- **Arbeitsaufträge**
1. Wie viele Kampfflugzeuge soll die Bundesluftwaffe laut dem Lesetext über den Rüstungsdeal ab 2025 kaufen?
2. Führen Sie den Lesetext über den Rüstungsdeal der Bundesluftwaffe im Anschluss an seinen letzten Satz weiter.

Rüstungsdeal abblasen, Rüstungsindustrie verstaatlichen!
Es ist kaum zu fassen: Inmitten der Krise um die Auswirkungen des sich pandemisch verbreitenden Coronavirus SARS CoV-2 bläht die Bundesregierung das neue Beschaffungsprogramm der Bundesluftwaffe noch einmal auf. Ab 2025 will die Bundesluftwaffe nicht mehr nur, wie ursprünglich geplant, 90 Kampfflugzeuge kaufen, es sollen ihrer 135 werden.
Von Steve Hollasky, Dresden
Es sind wenigstens drei Umstände, die an diesem Rüstungsdeal sauer aufstoßen müssen. Es geht nicht mehr nur um die Ersetzung der neunzig letzten, nun seit mehreren Jahrzehnten im Dienst befindlichen Kampfflugzeuge vom Typ Tornado, was an sich schon eine kostspielige Aufrüstungsmaßnahme wäre. Die Bundesluftwaffe will ihren Kampfwert mit diesem Kauf deutlich steigern.
Ab 2025 sollen weitere neunzig Eurofighter durch die Wolken donnern. Hinzu kommen dann dreißig F/A-18E Superhornet, die ausdrücklich deshalb gekauft werden sollen, weil sie im Rahmen der nuklearen Teilhabe Atomwaffen ins Ziel tragen können – Einsatz gegen Zivilist*innen inklusive. Und weitere 15 F-18F Growler sollen demnächst feindliche Radaranlagen attackieren können. Wichtig ist diese Fähigkeit vor allem dann, wenn man offensiv operieren will. Im Grunde wäre allein schon der Kauf dieser 15 Kampfflugzeuge ein Fall für das Bundesverfassungsgericht (BVerfG), immerhin verbietet das deutsche Grundgesetz die Vorbereitung eines Angriffskrieges.
Aber gerade in dieser Frage hat das BVerfG durch seine Rechtsprechung mehr als einmal bewiesen, dass bürgerliche Rechtsetzung häufig darauf hinausläuft, Gesetze zu formulieren, an die man sich später nicht mehr gebunden fühlt. Wann immer gegen Auslandseinsätze der Bundeswehr geklagt wurde, hat das BVerfG diese nicht als Verstoß gegen den entsprechenden Artikel im Grundgesetz angesehen.
Teure Aufrüstung
Doch die Beschaffung der 135 Jets ist nicht nur eine klare Aufrüstungsmaßnahme und ein wenigstens potentiell aggressiver Akt, er ist zudem enorm teuer. Die Steuerzahler*innen können sich darauf freuen, pro Eurofighter einen Systempreis von 170 Millionen Euro hinzublättern und für jede F-18 noch einmal 93 Millionen Euro.

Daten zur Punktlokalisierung
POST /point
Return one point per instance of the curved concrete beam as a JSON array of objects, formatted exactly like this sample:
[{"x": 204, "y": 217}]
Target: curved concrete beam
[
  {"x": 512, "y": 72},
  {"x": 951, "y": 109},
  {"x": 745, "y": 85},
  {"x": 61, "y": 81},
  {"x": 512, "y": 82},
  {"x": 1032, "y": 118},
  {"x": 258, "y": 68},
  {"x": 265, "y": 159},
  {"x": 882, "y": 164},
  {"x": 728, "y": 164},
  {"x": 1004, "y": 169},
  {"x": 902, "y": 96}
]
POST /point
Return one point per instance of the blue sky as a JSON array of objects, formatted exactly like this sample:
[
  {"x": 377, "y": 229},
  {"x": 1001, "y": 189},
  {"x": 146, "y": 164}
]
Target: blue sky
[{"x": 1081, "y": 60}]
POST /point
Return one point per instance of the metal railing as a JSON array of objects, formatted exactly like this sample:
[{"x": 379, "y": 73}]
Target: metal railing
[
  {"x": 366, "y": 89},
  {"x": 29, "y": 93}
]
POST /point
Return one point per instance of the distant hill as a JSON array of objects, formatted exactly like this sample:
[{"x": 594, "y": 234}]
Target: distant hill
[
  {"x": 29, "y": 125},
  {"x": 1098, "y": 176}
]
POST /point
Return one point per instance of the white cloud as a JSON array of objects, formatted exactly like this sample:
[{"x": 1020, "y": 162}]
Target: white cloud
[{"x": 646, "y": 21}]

- **Lösungen in Reihenfolge**
1. 135 Kampfflugzeuge statt der ursprünglich geplanten 90.

2.
Dass allein müsste im Angesicht steigender Armutsquoten schon genug Anlass zum allgemeinen Aufschrei sein. Doch inmitten der Corona-Krise fällt es angesichts dieser Zahlen schwer mit dem Kopfschütteln aufzuhören. Denn so spendabel wie die Bundesregierung in der Frage der Beschaffung neuer Spielzeuge für ihre Militärs zu sein scheint; so knausrig ist sie bezüglich der Ausgaben für Gesundheit.
Jedes Intensivbett kostet ein Krankenhaus 85.000 Euro. Bundesgesundheitsminister Jens Spahn (CDU) verspricht die Kliniken mit 50.000 Euro zu unterstützen. Auf der Differenz von 35.000 Euro dürften die Häuser dann sitzen bleiben. Da braucht man kein*e Rechenkünstler*in zu sein, um eine Vorstellung davon zu entwickeln, wie viele Intensivbetten die Bundesrepublik schaffen könnte, wenn man Geld nicht zum Töten, sondern zum Retten ausgeben würde.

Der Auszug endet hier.